- [The records]:
= = =

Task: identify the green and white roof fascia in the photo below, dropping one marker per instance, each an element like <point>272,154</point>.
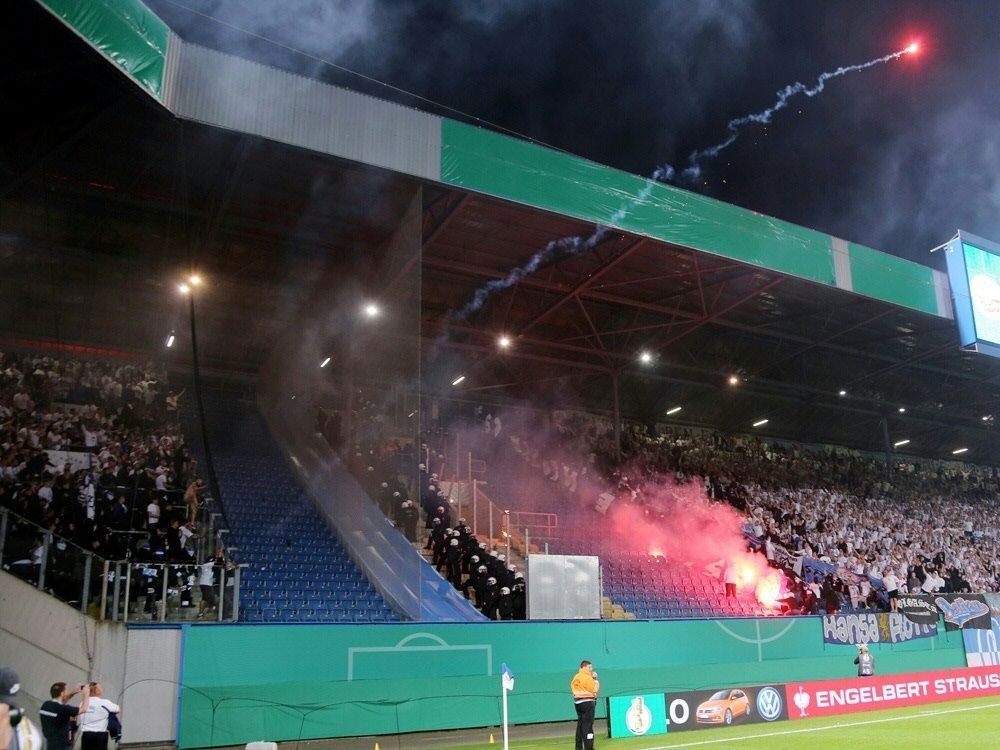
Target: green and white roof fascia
<point>222,90</point>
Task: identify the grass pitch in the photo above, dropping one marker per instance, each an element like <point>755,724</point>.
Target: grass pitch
<point>968,724</point>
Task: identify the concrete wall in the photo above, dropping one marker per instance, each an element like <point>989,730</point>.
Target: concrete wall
<point>47,641</point>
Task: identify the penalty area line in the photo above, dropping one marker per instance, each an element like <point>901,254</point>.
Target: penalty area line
<point>844,725</point>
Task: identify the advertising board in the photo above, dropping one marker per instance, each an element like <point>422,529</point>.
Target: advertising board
<point>831,697</point>
<point>637,715</point>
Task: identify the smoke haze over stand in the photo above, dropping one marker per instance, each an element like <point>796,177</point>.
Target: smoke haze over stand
<point>634,83</point>
<point>676,521</point>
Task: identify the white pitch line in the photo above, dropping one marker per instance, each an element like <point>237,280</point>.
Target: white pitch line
<point>824,729</point>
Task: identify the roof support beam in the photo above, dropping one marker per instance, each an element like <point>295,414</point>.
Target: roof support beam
<point>583,285</point>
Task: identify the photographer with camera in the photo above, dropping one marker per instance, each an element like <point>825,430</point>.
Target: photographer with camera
<point>94,723</point>
<point>56,715</point>
<point>16,731</point>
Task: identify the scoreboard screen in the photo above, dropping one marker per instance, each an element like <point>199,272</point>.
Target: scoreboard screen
<point>974,275</point>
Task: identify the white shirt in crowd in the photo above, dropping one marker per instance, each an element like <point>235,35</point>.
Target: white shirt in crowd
<point>95,719</point>
<point>206,577</point>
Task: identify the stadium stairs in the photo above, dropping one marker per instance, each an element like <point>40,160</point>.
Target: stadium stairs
<point>299,571</point>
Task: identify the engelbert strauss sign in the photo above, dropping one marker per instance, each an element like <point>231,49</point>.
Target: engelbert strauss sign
<point>871,627</point>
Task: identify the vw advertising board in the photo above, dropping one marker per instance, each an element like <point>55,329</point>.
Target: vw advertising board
<point>704,709</point>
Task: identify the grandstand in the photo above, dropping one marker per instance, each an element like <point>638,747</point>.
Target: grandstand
<point>323,239</point>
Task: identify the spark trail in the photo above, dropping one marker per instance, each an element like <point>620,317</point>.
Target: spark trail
<point>578,244</point>
<point>693,171</point>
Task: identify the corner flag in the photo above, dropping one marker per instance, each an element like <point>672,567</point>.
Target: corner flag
<point>507,677</point>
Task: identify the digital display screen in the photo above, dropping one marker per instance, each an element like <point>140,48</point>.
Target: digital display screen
<point>974,275</point>
<point>983,269</point>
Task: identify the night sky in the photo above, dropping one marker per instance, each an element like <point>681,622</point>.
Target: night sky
<point>896,157</point>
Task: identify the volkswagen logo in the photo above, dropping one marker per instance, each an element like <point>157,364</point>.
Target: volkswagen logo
<point>769,704</point>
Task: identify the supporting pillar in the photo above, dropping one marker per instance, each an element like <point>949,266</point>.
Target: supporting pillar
<point>617,415</point>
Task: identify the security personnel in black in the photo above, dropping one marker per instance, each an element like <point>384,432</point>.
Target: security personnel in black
<point>439,548</point>
<point>506,577</point>
<point>505,604</point>
<point>488,606</point>
<point>470,549</point>
<point>471,581</point>
<point>443,513</point>
<point>519,600</point>
<point>408,518</point>
<point>436,530</point>
<point>482,575</point>
<point>454,555</point>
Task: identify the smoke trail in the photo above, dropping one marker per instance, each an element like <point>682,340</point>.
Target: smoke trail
<point>575,245</point>
<point>562,248</point>
<point>693,170</point>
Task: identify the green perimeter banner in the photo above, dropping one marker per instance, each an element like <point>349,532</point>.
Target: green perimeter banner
<point>126,32</point>
<point>241,683</point>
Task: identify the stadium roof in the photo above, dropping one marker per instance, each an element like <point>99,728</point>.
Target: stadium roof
<point>227,153</point>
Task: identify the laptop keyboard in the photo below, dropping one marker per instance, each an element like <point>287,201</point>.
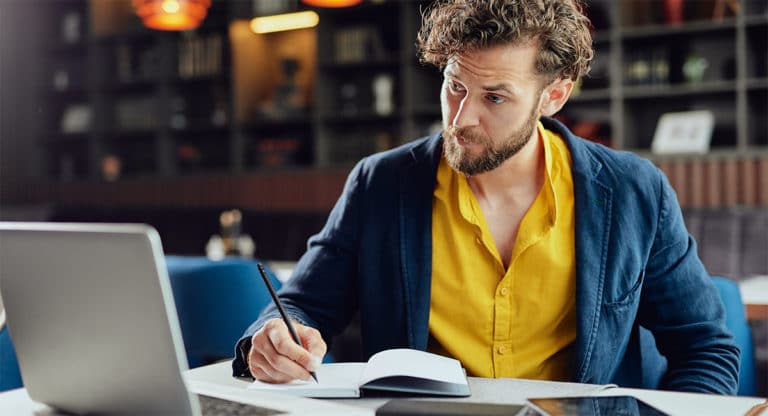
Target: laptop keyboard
<point>212,406</point>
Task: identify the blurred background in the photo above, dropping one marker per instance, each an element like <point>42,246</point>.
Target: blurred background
<point>176,112</point>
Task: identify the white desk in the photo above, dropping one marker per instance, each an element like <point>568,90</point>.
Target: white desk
<point>754,293</point>
<point>216,380</point>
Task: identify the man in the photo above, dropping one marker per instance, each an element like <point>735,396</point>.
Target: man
<point>505,241</point>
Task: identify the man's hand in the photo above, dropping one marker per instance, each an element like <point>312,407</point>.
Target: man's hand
<point>275,358</point>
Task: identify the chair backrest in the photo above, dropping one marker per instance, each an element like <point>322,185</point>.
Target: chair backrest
<point>10,377</point>
<point>736,321</point>
<point>216,301</point>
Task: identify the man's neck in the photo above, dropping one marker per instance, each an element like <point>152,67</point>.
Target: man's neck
<point>517,180</point>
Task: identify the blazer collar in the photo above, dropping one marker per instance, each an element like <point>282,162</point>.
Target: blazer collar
<point>593,207</point>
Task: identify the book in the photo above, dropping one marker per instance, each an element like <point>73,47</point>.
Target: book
<point>405,407</point>
<point>397,370</point>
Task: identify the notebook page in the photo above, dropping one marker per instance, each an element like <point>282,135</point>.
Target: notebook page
<point>413,363</point>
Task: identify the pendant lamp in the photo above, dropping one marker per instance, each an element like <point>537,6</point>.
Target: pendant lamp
<point>171,14</point>
<point>331,3</point>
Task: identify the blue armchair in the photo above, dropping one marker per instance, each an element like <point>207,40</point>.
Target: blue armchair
<point>215,302</point>
<point>736,321</point>
<point>10,378</point>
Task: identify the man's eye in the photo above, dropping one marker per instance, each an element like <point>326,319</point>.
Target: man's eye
<point>495,99</point>
<point>456,87</point>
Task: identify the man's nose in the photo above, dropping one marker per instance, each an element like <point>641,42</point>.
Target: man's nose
<point>466,115</point>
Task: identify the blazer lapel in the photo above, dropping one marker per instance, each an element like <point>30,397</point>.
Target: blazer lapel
<point>593,210</point>
<point>417,183</point>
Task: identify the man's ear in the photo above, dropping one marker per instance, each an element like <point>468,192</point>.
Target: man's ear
<point>554,96</point>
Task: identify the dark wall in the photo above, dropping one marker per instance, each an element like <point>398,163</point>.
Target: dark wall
<point>278,235</point>
<point>20,99</point>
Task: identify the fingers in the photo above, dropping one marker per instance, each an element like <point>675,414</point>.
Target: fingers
<point>274,356</point>
<point>313,343</point>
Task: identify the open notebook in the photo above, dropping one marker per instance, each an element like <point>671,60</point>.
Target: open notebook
<point>396,370</point>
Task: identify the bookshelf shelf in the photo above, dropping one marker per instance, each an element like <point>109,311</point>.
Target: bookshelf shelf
<point>592,95</point>
<point>202,123</point>
<point>659,91</point>
<point>655,31</point>
<point>757,83</point>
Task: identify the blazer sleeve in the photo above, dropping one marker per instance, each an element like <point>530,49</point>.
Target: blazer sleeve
<point>321,290</point>
<point>683,309</point>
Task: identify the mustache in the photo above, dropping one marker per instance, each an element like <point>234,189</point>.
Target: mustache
<point>466,134</point>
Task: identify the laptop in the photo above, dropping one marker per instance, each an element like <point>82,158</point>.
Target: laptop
<point>91,313</point>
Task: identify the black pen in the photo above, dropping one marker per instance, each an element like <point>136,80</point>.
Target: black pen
<point>279,305</point>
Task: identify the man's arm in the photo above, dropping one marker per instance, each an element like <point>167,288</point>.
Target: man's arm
<point>321,292</point>
<point>683,309</point>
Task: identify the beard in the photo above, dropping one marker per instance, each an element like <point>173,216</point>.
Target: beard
<point>491,156</point>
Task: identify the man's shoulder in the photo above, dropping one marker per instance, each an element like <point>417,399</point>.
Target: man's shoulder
<point>419,151</point>
<point>618,169</point>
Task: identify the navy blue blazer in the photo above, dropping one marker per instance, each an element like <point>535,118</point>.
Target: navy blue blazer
<point>648,314</point>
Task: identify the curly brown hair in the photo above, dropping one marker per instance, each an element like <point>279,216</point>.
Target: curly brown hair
<point>451,27</point>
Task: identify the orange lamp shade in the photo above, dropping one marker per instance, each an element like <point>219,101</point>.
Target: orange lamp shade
<point>171,14</point>
<point>332,3</point>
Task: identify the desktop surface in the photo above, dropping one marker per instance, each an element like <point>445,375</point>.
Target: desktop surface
<point>216,380</point>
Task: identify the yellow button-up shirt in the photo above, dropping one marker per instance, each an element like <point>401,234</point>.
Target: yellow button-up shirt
<point>513,322</point>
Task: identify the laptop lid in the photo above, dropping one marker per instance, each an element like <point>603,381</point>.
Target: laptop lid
<point>91,313</point>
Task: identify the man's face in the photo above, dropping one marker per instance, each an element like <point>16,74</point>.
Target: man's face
<point>490,103</point>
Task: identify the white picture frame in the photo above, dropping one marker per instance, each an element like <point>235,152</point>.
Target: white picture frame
<point>683,132</point>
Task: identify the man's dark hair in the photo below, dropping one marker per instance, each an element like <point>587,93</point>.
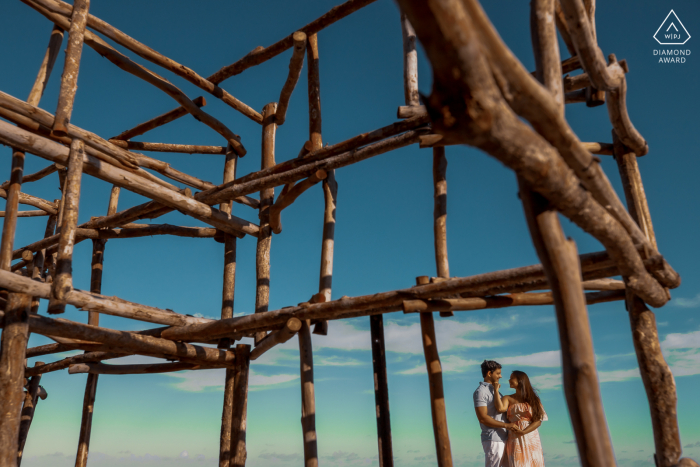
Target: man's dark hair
<point>489,365</point>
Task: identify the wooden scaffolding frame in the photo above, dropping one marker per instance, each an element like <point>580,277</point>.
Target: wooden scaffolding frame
<point>481,96</point>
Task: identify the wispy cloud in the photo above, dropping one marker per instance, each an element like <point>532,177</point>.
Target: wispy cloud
<point>687,302</point>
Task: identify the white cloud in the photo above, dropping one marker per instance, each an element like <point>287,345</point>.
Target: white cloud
<point>548,359</point>
<point>203,380</point>
<point>687,302</point>
<point>450,364</point>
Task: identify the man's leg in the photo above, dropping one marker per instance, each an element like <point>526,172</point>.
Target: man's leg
<point>493,452</point>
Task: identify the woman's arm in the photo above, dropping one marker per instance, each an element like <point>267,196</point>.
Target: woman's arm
<point>501,405</point>
<point>531,427</point>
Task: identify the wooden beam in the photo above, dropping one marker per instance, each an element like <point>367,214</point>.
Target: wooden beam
<point>437,395</point>
<point>581,387</point>
<point>381,392</point>
<point>295,65</point>
<point>57,153</point>
<point>42,78</point>
<point>267,198</point>
<point>410,64</point>
<point>168,147</point>
<point>31,398</point>
<point>308,398</point>
<point>63,280</point>
<point>158,121</point>
<point>13,346</point>
<point>262,54</point>
<point>239,423</point>
<point>10,222</point>
<point>440,216</point>
<point>69,79</point>
<point>154,57</point>
<point>291,327</point>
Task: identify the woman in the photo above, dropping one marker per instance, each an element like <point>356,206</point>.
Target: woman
<point>523,448</point>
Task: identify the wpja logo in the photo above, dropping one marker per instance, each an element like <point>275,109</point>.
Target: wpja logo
<point>672,32</point>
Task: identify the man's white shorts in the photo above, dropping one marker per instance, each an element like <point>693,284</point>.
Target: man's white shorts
<point>493,450</point>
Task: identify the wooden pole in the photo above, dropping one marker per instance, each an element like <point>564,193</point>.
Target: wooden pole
<point>437,395</point>
<point>440,216</point>
<point>267,198</point>
<point>381,392</point>
<point>42,78</point>
<point>238,449</point>
<point>31,398</point>
<point>11,208</point>
<point>13,346</point>
<point>410,63</point>
<point>98,249</point>
<point>63,281</point>
<point>295,65</point>
<point>581,388</point>
<point>69,80</point>
<point>308,399</point>
<point>656,375</point>
<point>158,121</point>
<point>227,297</point>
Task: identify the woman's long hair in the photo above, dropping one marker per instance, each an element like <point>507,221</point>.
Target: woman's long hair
<point>529,395</point>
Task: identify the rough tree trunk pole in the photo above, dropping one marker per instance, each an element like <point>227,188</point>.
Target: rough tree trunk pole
<point>98,250</point>
<point>238,449</point>
<point>69,80</point>
<point>31,398</point>
<point>381,392</point>
<point>581,388</point>
<point>440,216</point>
<point>308,398</point>
<point>656,375</point>
<point>13,347</point>
<point>11,208</point>
<point>437,393</point>
<point>63,281</point>
<point>227,296</point>
<point>267,198</point>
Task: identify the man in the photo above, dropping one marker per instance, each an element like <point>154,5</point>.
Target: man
<point>494,425</point>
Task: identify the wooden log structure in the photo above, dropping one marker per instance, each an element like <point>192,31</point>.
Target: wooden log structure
<point>482,96</point>
<point>381,392</point>
<point>166,147</point>
<point>12,350</point>
<point>63,280</point>
<point>160,120</point>
<point>31,398</point>
<point>295,65</point>
<point>69,79</point>
<point>267,198</point>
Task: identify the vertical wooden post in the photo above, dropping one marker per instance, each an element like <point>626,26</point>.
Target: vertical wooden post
<point>267,198</point>
<point>437,394</point>
<point>238,449</point>
<point>381,392</point>
<point>308,398</point>
<point>46,66</point>
<point>656,375</point>
<point>63,282</point>
<point>31,398</point>
<point>69,80</point>
<point>227,296</point>
<point>98,249</point>
<point>560,261</point>
<point>440,215</point>
<point>13,347</point>
<point>11,208</point>
<point>410,63</point>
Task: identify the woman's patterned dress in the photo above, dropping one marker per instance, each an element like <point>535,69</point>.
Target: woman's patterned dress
<point>522,450</point>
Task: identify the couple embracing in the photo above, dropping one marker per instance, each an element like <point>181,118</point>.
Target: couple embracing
<point>509,424</point>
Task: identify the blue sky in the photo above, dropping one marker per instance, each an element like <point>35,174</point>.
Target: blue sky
<point>383,241</point>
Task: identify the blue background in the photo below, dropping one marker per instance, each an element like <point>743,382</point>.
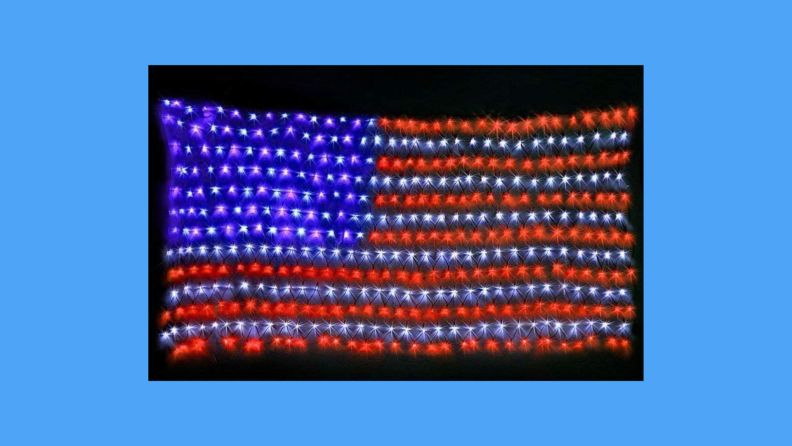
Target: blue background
<point>74,162</point>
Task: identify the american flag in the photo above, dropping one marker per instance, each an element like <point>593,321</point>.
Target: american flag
<point>380,235</point>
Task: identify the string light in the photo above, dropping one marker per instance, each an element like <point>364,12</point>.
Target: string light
<point>293,231</point>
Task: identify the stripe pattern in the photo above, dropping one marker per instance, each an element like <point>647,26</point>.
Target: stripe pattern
<point>394,235</point>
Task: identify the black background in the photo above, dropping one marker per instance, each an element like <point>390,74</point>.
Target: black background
<point>422,92</point>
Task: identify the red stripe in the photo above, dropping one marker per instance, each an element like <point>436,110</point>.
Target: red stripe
<point>526,233</point>
<point>199,347</point>
<point>260,307</point>
<point>605,160</point>
<point>578,200</point>
<point>414,278</point>
<point>582,120</point>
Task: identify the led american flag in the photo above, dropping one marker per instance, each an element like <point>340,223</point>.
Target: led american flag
<point>380,235</point>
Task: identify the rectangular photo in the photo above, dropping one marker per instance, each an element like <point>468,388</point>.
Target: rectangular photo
<point>395,223</point>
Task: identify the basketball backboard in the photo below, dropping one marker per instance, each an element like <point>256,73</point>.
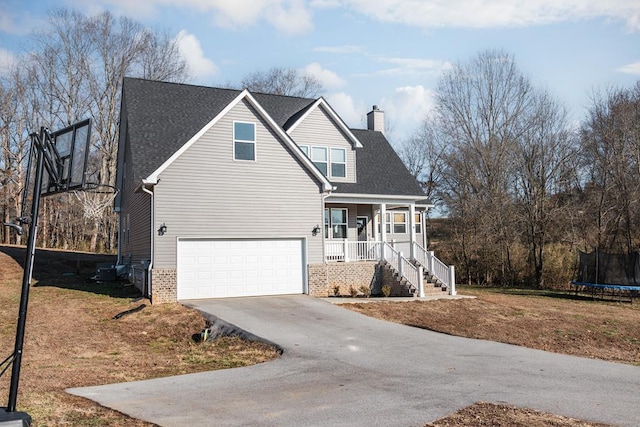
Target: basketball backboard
<point>66,154</point>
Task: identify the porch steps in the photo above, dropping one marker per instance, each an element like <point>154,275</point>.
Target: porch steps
<point>401,288</point>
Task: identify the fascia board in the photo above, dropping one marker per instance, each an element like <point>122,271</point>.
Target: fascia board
<point>321,101</point>
<point>368,197</point>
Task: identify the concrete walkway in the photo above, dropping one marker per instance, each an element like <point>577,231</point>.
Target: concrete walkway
<point>340,368</point>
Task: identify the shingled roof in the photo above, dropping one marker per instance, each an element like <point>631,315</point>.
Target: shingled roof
<point>162,117</point>
<point>379,169</point>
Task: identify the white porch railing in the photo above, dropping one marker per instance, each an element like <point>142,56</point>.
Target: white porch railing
<point>435,267</point>
<point>348,251</point>
<point>411,273</point>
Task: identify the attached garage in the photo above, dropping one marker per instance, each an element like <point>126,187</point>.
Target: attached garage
<point>220,268</point>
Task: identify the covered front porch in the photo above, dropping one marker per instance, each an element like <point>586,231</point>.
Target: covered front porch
<point>386,231</point>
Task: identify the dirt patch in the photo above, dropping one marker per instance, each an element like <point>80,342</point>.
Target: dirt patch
<point>559,322</point>
<point>72,339</point>
<point>489,414</point>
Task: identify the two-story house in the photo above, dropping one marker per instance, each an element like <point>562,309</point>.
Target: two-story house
<point>227,193</point>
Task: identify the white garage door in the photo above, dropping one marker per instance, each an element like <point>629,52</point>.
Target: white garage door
<point>210,268</point>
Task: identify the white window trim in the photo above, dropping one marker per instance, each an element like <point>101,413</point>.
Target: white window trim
<point>405,222</point>
<point>390,222</point>
<point>329,233</point>
<point>254,142</point>
<point>331,162</point>
<point>326,149</point>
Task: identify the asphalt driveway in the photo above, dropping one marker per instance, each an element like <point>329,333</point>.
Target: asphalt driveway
<point>341,368</point>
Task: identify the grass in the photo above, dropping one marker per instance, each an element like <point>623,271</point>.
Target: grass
<point>72,339</point>
<point>555,321</point>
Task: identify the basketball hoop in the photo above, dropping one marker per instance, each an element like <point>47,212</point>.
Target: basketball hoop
<point>95,198</point>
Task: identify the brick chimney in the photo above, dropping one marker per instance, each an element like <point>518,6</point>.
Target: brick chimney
<point>375,119</point>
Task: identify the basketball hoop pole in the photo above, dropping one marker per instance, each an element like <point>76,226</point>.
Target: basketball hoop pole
<point>36,143</point>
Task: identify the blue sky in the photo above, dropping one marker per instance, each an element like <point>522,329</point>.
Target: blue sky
<point>384,52</point>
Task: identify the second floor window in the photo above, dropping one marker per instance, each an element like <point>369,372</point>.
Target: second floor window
<point>319,158</point>
<point>338,163</point>
<point>244,141</point>
<point>332,162</point>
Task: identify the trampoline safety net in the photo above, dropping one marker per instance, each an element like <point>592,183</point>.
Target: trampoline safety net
<point>612,269</point>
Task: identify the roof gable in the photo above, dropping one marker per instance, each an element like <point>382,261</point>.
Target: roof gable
<point>165,119</point>
<point>295,120</point>
<point>380,170</point>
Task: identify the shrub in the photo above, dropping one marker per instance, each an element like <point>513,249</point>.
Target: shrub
<point>386,290</point>
<point>365,290</point>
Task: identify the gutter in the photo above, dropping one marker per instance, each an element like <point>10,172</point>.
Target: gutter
<point>146,190</point>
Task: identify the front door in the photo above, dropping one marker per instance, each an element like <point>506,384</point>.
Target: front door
<point>361,222</point>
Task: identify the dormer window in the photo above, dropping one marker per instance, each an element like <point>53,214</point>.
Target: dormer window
<point>244,141</point>
<point>320,159</point>
<point>332,162</point>
<point>338,163</point>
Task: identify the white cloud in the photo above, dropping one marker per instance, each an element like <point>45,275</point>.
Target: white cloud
<point>345,49</point>
<point>633,68</point>
<point>200,66</point>
<point>495,13</point>
<point>413,65</point>
<point>328,78</point>
<point>354,115</point>
<point>405,109</point>
<point>7,60</point>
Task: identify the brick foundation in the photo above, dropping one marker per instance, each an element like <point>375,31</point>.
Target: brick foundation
<point>318,280</point>
<point>164,285</point>
<point>323,278</point>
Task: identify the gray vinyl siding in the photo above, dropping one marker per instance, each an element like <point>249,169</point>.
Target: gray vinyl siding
<point>318,129</point>
<point>205,193</point>
<point>352,213</point>
<point>137,206</point>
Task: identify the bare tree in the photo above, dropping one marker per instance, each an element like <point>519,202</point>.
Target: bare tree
<point>283,81</point>
<point>545,159</point>
<point>75,71</point>
<point>481,105</point>
<point>422,154</point>
<point>611,158</point>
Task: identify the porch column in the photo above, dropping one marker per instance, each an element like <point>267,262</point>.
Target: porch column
<point>412,231</point>
<point>383,229</point>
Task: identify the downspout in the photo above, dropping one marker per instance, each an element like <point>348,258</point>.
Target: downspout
<point>146,190</point>
<point>326,194</point>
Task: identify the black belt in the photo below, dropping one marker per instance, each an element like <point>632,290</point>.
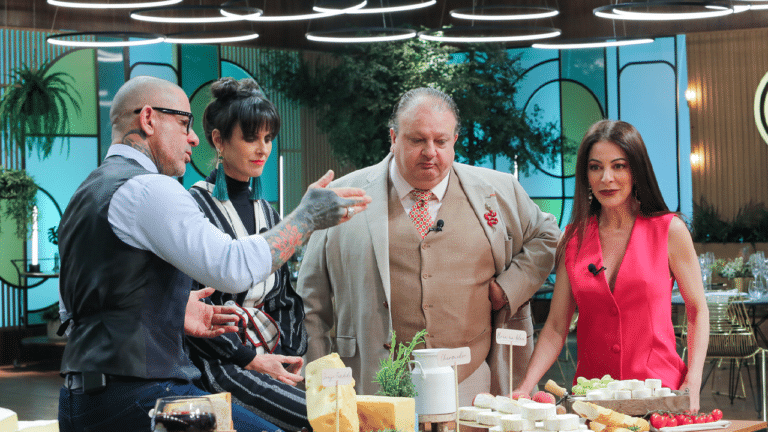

= = =

- [Exercise instructions]: Scan the listing above for the line that has "Target: black background", then copy exactly from that line through the line that has "Task: identify the red".

- [Task result]:
Target: black background
<point>422,92</point>
Task: identify the red stripe in the photo above, dropping one marker per instance, each an element like <point>436,110</point>.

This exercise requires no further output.